Please show all lines of the records that include "each".

TASK INPUT -
——

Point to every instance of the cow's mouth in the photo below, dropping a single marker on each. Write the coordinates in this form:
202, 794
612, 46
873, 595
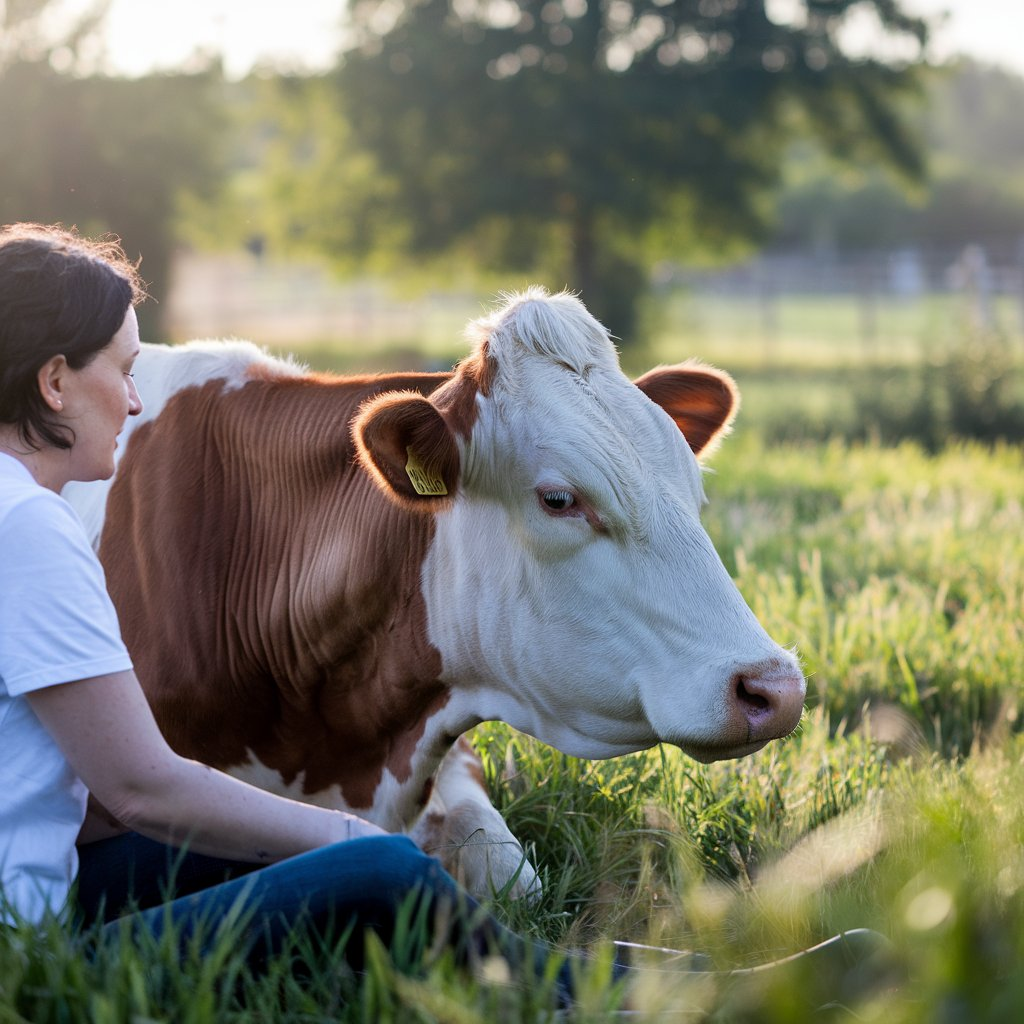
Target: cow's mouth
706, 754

——

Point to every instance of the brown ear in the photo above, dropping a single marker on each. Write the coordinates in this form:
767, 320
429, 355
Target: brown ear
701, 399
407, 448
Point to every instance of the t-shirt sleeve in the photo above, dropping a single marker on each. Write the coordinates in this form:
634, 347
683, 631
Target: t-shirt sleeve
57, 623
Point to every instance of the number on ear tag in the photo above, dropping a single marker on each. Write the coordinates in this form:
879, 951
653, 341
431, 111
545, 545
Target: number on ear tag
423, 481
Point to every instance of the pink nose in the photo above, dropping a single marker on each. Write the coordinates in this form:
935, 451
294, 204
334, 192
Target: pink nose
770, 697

——

SOLUTION TO THIS TASK -
Point to every instance of the cow's mouth in the photo below, dropping a single marker on each. Write the coordinates in this form:
Point to every instance of the brown ear in the photo above, dropping a single marker on each. Write the coordinates in this form:
Point to every instance of the t-shirt sleeve in the photo above, dropping a single marker on each. Write the coordinates in this form:
Point to every instance of the number on ear tag in the photo above, dropping a single marker on each. Write the coordinates in this form:
Point to every instance of the pink nose in the photo above, dropping a single marker on each. Write the coordinates in this form:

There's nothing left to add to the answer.